Please count the lines in the entries below that contain the word "knee", and reply with only that number.
======== Dataset content
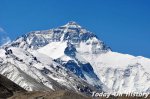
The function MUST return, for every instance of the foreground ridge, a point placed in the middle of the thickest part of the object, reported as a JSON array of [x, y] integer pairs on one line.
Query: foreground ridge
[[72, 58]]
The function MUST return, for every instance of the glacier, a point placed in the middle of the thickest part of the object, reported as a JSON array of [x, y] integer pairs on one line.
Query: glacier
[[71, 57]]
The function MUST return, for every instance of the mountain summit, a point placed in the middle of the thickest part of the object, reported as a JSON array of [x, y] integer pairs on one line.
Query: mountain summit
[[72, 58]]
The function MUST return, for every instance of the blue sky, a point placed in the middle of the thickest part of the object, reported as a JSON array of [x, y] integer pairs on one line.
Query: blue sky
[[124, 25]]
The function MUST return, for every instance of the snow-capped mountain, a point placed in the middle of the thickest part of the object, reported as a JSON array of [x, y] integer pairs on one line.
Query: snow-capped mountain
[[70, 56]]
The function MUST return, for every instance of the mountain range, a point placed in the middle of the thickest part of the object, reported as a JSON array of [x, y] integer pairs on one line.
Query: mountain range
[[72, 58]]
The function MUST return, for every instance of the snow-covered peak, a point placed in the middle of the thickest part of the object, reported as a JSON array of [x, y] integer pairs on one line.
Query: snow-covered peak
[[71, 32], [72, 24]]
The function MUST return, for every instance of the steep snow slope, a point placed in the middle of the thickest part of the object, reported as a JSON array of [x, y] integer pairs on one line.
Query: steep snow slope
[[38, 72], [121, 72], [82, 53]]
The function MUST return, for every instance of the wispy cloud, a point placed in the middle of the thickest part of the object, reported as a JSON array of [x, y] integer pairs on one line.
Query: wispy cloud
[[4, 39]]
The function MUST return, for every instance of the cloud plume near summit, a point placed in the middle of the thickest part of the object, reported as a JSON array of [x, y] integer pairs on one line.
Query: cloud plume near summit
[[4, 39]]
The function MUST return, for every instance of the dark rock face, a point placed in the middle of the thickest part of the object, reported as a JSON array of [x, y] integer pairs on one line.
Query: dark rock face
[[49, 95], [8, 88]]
================
======== Dataset content
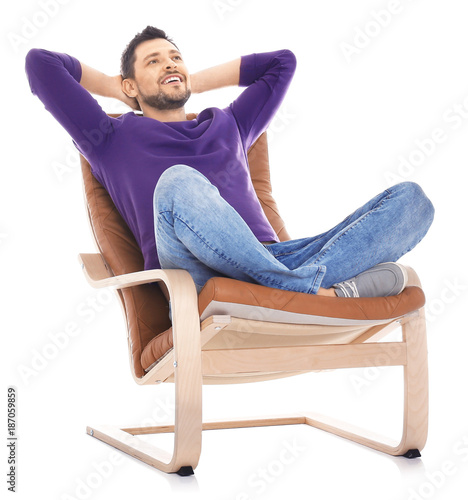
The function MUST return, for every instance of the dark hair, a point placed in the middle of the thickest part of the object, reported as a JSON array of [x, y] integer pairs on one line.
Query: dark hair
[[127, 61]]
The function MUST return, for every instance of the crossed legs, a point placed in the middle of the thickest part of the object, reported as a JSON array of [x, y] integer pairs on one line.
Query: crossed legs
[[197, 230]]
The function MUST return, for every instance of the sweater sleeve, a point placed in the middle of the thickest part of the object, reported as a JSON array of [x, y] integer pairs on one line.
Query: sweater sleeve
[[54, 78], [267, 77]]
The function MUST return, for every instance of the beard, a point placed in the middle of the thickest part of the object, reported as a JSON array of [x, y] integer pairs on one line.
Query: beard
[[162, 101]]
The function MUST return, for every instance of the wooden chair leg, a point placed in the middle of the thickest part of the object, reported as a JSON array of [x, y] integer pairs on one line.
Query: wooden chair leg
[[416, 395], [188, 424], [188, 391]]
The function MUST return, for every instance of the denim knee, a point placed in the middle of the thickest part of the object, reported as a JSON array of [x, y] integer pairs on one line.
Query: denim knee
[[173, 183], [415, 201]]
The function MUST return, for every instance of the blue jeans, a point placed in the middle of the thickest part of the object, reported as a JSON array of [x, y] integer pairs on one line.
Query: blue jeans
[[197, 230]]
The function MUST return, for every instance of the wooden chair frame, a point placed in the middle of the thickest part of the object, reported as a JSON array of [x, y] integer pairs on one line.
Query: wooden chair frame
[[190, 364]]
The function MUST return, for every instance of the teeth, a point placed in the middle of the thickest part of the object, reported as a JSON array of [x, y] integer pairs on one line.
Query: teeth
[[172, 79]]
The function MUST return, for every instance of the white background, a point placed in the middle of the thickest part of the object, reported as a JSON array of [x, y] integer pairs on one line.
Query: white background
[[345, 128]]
================
### Task result
2